──────── Data ────────
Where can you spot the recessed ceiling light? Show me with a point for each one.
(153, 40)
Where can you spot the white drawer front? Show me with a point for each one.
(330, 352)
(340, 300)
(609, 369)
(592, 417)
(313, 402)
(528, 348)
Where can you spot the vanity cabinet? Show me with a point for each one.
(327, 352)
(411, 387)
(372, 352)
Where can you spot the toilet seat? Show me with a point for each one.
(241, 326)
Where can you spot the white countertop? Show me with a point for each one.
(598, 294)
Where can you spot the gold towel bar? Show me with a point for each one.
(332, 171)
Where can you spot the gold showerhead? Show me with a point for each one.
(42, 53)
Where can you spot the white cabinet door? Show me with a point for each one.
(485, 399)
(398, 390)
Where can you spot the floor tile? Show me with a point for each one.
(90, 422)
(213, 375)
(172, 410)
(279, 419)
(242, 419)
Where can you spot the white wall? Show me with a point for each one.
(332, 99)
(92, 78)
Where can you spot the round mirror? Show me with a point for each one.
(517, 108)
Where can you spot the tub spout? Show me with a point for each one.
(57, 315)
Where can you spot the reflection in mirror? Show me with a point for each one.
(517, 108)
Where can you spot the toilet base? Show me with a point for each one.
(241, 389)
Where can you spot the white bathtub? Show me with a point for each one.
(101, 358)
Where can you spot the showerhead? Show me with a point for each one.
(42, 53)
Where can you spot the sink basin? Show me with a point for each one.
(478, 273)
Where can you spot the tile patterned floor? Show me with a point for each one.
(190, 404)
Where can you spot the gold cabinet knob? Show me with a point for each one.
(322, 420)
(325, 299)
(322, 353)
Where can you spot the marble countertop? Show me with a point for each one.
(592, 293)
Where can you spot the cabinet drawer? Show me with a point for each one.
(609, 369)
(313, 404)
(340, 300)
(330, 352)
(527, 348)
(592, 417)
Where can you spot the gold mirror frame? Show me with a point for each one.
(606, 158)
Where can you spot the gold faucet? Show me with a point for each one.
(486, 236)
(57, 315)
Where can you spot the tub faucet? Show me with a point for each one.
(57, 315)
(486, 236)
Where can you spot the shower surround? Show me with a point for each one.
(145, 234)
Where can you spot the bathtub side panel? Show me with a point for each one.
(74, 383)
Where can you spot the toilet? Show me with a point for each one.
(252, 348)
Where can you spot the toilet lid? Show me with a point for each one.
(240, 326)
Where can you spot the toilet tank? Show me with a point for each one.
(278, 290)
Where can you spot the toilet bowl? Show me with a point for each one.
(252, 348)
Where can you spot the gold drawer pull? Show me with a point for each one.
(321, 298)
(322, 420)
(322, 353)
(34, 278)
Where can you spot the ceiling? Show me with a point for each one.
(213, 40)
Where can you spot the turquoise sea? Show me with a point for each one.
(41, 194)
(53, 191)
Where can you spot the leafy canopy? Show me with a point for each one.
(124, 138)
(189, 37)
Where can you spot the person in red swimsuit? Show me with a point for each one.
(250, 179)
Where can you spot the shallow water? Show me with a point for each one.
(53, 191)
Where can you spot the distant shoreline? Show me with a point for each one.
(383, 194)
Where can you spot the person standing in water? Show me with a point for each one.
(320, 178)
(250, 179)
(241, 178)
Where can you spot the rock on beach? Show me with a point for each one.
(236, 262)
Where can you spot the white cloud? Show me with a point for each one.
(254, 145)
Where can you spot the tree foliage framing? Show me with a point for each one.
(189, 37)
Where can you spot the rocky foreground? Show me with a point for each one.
────────
■ **Request**
Rewrite every row, requests included, from the line containing "Where can you spot the toilet?" through the end of the rows. Multiply each coordinate in the answers by 1.85 and round to whole numbers, with halves rounding up.

■ **Result for this exercise**
Where can you spot the toilet? Show me with a point for each one.
(466, 644)
Where can you spot the toilet lid? Show me with a point for each one.
(444, 603)
Where can you spot the toilet tank? Show me with a point for each one.
(514, 537)
Where can you spot the toilet bowl? Show me with a point for each one.
(466, 644)
Where can you spot the gold drawer pull? Show me with a point for each one.
(594, 551)
(596, 777)
(596, 653)
(63, 514)
Where can you spot the ceiling? Show me with a point for each one.
(394, 74)
Where can you spot the turquoise sea? Show me with a point for each one.
(76, 359)
(98, 353)
Where can you spot the leafy canopy? Show me with a point for each one.
(229, 255)
(350, 68)
Where can you spot the person in red swimsuit? Show me with a point for each one.
(463, 331)
Where can you spot the shallow water? Show me with a point for each one.
(98, 353)
Where can you spot the distant shoreline? Show me with a point for each one.
(709, 359)
Where can you spot the person standing in water? Show me with a point for each one.
(592, 329)
(463, 331)
(446, 329)
Where can you spot the rock on beach? Show me with a point for each one.
(437, 485)
Where can you spot the white cloud? Show me with a point for each one.
(470, 268)
Where can you spot the tree foliage framing? Show me with a point for each one.
(350, 68)
Where can you spot the rocky foreground? Show me with a point for each one.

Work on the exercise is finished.